=== Aim of the exercise ===
Filter the rows below, copying out each row that contains the word "line".

=== Exercise input ===
- - -
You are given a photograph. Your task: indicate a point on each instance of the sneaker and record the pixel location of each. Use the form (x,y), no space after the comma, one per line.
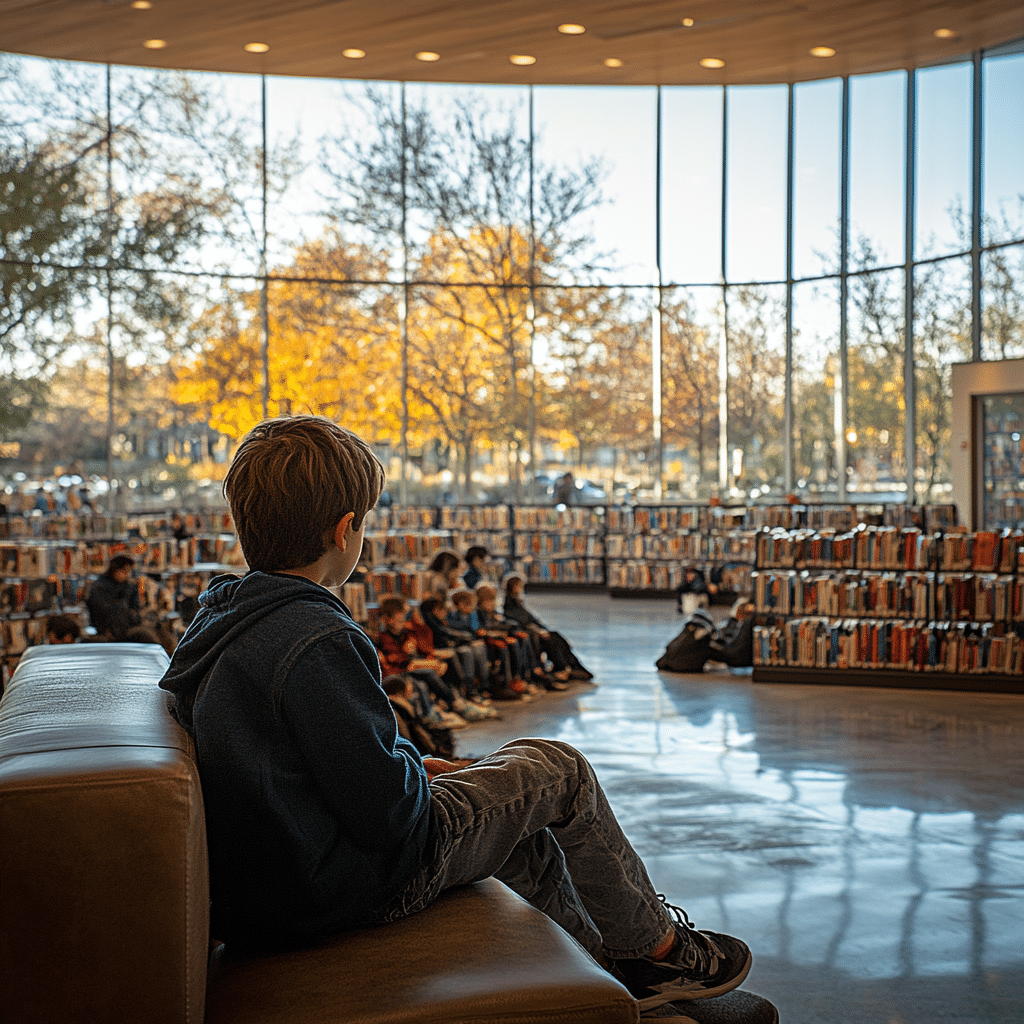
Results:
- - -
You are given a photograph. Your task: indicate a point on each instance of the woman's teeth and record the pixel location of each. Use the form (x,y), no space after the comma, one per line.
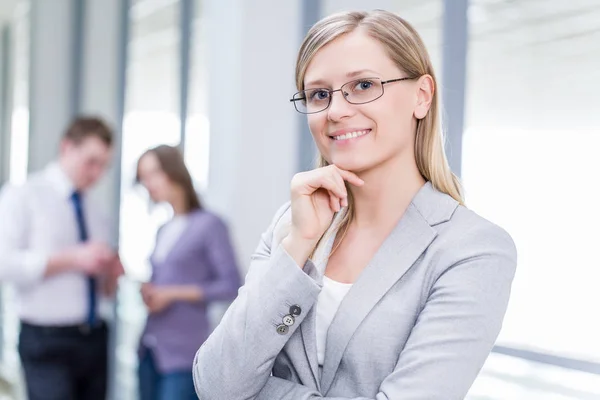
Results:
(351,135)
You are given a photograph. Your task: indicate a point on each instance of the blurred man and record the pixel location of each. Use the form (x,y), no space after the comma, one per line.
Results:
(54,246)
- - -
=== Finished answer ===
You are given a photograph. Your task: indicate a point on each instance of the sneaker and record the pixel location of each. Use the form (x,y), no space after the comma, one per line.
You are given a photograph. Your task: indicate a point on each instance of the woman's teeth and record the pixel location of each. Use the form (x,y), no space after the comma, one per line.
You are given a photograph. Your task: indicate a point on each instance of the blurred man and record the pixel location of each. Use the form (x,y), no space after the comma, one per line.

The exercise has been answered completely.